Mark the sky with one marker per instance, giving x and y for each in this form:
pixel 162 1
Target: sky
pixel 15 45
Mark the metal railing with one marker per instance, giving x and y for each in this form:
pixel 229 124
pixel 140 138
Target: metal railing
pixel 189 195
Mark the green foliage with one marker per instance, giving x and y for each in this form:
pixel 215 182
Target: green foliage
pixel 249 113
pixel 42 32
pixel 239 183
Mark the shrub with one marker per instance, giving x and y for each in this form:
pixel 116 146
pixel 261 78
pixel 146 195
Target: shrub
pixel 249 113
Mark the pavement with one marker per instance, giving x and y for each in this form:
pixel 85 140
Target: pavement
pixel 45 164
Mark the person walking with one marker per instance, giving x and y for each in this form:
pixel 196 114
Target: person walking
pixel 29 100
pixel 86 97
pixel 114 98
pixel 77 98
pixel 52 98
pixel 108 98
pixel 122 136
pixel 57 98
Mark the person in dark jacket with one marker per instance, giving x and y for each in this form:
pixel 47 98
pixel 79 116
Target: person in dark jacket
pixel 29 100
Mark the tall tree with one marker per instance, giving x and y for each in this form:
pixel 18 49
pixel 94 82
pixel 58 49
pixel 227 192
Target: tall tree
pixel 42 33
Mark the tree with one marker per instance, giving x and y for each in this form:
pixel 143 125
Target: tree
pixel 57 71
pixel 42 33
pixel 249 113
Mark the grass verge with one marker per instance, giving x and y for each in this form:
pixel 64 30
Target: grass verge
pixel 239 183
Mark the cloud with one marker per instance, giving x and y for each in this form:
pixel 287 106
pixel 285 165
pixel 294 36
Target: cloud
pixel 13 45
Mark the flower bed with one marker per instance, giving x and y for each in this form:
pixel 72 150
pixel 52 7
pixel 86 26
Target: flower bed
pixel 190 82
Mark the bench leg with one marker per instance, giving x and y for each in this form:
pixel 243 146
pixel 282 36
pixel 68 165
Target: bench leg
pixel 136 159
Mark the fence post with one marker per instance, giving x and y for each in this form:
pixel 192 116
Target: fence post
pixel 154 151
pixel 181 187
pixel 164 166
==
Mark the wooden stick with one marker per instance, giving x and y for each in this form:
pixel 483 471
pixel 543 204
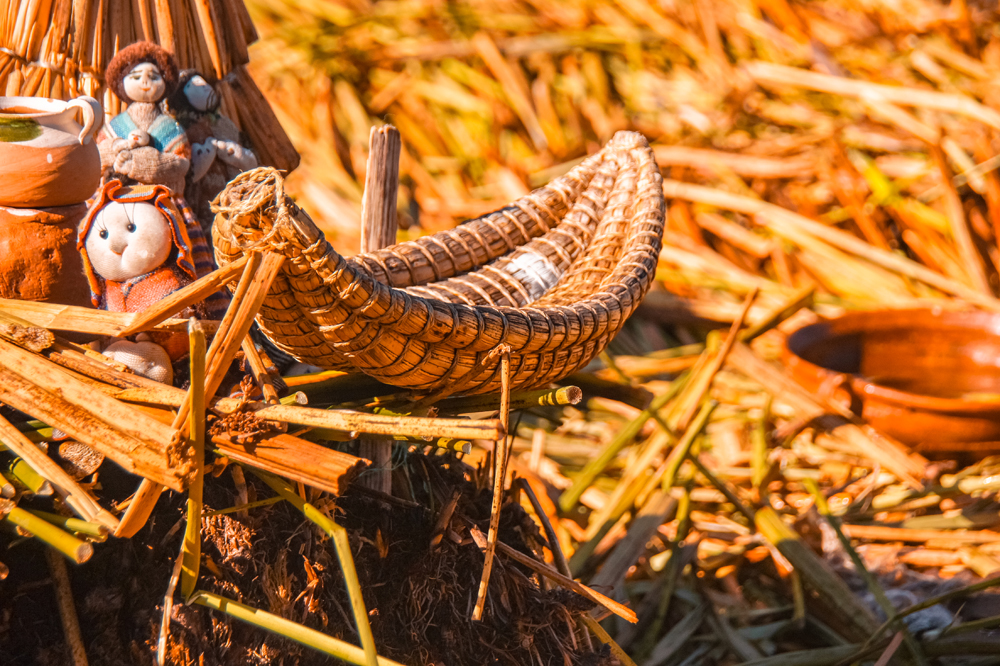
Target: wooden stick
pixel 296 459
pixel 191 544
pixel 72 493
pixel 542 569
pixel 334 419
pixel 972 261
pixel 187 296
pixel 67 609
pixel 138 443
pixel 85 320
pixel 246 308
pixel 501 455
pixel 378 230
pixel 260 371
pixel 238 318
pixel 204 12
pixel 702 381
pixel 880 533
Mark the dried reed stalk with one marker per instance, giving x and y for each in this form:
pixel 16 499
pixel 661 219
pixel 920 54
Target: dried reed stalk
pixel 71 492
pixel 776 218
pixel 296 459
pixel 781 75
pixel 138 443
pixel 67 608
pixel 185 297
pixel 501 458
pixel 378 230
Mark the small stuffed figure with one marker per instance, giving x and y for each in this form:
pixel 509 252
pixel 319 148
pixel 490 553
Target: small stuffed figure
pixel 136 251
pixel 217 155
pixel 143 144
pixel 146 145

Exercise details ▸
Restate word for word only the lines above from the line containing "Target: tree" to the line containing "pixel 72 150", both of them included.

Written response ▸
Target: tree
pixel 57 71
pixel 42 33
pixel 249 113
Mark the grass verge with one marker per instance, giving x and y for each in this form:
pixel 64 30
Target: grass verge
pixel 239 183
Mark the cloud with one marker per instance, giving x and y for each in this form:
pixel 287 106
pixel 285 165
pixel 294 36
Target: cloud
pixel 13 45
Mark the flower bed with one marker per instance, giving x and y for each in this form:
pixel 72 150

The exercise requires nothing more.